Netflix mette a segno un altro
film che fa pensare. È la storia vera delle sorelle Sarah e Yusra
Mardini, giovani nuotatrici siriane
che, allo scoppio della guerra civile nel loro Paese, nel 2015, fuggono da Damasco alla volta della
Germania per poter continuare a
inseguire il sogno di partecipare ai
Giochi Olimpici di Rio 2016 e nel
contempo salvare l’intera famiglia
dalla guerra incalzante.
La trama del film è semplice, ma
il viaggio che affrontano Sarah e
Yusra per arrivare in Germania è
pieno di pericoli e insidie. La regista
Sally El Hoseini riesce a prendere
per mano lo spettatore e a fargli
compiere il medesimo viaggio della
speranza compiuto dalle protagoniste, con una narrazione pulita che
non indulge nel particolare cruento
o nel compiacimento per la sofferenza, senza però nascondere nulla
dei traumi, delle paure e dei rischi
che le due giovani devono affrontare per sopravvivere e arrivare in
Europa. Il viaggio di Sarah e Yusra
parte dalla Siria, passa per la Turchia chia, dove le due ragazze insieme
ad altri venti compagni pagano la
traversata per raggiungere le coste
dell’isola di Lesbo, in Grecia, su
un rattoppato gommoncino che
si guasta in mezzo al mare, dove
rischiano di affogare. Sarà proprio
l’abilità natatoria delle ragazze,
che affrontano mezza traversata in
acqua per spingere la fragile imbarcazione, a salvare tutti i migranti
e a farli sbarcare sulle coste greche.

----------------------------------------

§ ESERCIZIO 1: Stabilisci se ciascuna affermazione concorda con la recensione del film, rispondendo sì o no e citando alla lettera le parole della recensione che lo decidono. (a) Le sorelle fuggono da Damasco nel 2015. (b) La narrazione del film indugia sul particolare cruento. (c) L'imbarcazione su cui viaggiano le ragazze si guasta in mezzo al mare.
L'elenco che segue non ha alcun legame con la recensione.

(Record)
----------------------------------------

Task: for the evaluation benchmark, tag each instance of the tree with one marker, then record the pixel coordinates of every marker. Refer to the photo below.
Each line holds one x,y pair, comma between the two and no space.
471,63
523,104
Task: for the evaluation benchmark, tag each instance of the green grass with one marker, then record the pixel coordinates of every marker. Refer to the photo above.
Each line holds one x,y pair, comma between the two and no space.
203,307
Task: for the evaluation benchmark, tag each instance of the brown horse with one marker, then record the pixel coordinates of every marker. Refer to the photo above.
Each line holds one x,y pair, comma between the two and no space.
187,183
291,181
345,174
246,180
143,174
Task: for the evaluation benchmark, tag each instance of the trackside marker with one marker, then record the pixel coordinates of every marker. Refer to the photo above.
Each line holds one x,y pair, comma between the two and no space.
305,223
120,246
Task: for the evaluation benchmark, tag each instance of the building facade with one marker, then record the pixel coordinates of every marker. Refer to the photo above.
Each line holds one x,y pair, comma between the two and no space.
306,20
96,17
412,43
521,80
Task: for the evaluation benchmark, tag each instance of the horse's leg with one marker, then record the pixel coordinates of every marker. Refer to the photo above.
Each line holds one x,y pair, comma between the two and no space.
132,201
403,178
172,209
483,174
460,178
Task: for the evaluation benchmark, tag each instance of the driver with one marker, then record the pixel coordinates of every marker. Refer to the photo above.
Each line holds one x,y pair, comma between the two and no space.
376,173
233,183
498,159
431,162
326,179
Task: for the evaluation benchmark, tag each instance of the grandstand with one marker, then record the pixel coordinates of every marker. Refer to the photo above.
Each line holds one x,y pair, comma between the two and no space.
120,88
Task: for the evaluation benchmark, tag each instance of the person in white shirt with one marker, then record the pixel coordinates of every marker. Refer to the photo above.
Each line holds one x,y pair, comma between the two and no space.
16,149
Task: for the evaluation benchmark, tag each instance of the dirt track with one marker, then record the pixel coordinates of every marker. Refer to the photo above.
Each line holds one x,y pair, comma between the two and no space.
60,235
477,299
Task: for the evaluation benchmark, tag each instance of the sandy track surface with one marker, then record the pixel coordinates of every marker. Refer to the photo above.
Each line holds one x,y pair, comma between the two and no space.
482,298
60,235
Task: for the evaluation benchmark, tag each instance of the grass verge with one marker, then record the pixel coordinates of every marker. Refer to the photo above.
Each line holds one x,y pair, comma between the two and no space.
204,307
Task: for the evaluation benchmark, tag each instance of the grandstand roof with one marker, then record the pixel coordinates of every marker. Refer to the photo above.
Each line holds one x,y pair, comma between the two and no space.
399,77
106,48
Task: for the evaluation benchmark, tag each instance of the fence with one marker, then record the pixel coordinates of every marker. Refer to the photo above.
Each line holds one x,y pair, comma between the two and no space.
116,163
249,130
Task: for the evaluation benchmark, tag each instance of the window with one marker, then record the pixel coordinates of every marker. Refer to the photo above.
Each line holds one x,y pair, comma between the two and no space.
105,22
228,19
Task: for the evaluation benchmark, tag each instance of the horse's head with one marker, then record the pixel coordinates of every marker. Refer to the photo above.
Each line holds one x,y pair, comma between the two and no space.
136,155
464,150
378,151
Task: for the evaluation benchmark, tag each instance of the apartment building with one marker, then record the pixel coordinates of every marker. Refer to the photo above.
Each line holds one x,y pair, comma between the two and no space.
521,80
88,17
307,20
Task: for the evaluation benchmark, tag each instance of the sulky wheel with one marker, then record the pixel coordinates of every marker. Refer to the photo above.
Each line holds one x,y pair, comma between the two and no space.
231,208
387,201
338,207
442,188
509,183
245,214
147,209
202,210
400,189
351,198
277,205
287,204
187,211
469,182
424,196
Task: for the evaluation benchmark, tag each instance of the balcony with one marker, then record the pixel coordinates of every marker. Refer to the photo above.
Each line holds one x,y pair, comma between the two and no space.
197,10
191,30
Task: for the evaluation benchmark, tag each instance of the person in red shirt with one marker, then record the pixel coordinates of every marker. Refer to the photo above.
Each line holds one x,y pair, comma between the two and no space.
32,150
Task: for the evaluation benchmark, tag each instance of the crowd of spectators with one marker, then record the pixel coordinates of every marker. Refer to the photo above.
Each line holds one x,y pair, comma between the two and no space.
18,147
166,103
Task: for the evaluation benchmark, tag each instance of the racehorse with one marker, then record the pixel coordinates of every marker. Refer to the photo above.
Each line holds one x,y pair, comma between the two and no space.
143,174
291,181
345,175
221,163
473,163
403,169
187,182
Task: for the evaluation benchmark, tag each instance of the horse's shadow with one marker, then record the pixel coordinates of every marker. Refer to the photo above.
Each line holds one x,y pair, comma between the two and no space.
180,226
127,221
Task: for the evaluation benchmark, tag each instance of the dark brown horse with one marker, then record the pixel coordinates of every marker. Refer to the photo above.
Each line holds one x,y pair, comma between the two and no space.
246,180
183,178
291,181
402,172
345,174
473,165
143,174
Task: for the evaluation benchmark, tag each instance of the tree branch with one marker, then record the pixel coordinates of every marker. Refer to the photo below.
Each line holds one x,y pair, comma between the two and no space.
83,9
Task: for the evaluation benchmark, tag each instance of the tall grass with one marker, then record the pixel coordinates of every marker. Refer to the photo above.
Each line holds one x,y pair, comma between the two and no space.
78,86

----------------------------------------

§ ESERCIZIO 2: Riporta ogni riga dell'elenco che contiene la parola "building", tenendo conto di maiuscole e minuscole.

§ SOLUZIONE 1:
(a) Sì: "nel 2015, fuggono da Damasco"
(b) No: "una narrazione pulita che non indulge nel particolare cruento"
(c) Sì: "un rattoppato gommoncino che si guasta in mezzo al mare"

§ SOLUZIONE 2:
Task: for the evaluation benchmark, tag each instance of the building facade with one marker, then record the pixel coordinates of every marker. Refer to the photo above.
Task: for the evaluation benchmark, tag each instance of the apartment building with one marker, then record the pixel coordinates of every marker. Refer to the photo above.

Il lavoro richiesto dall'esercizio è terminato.